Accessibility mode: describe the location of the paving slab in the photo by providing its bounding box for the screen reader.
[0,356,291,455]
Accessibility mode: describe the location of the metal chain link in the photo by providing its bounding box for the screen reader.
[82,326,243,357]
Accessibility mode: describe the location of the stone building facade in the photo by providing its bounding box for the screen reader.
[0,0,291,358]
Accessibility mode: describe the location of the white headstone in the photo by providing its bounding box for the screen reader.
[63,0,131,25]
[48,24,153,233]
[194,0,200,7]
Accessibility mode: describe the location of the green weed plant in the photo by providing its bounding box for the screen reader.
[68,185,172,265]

····················

Convert the material above into a Markdown table with the columns Row and Line, giving each line its own numbered row and leaving out any blank lines.

EXERCISE OUTPUT:
| Row | Line |
|---|---|
| 1 | Accessibility mode: describe the location of the paving slab in the photo by providing its bounding box for the screen reader. |
| 2 | [0,356,291,455] |
| 3 | Accessibility mode: describe the location of the metal chain link in the photo by providing its bounding box for the screen reader. |
| 4 | [82,326,243,357] |
| 5 | Accessibility mode: describe the location of the stone building facade in the photo by providing its bounding box for the screen reader. |
| 6 | [0,0,291,358] |
| 7 | Accessibility mode: describe the location of the white headstone in the photo by providing its bounding box for the screen reader. |
| 8 | [63,0,131,25] |
| 9 | [48,24,153,233] |
| 10 | [194,0,200,7] |
| 11 | Accessibility mode: describe the location of the green weed plant in the photo by providing its bounding box for the screen reader. |
| 12 | [68,185,172,265] |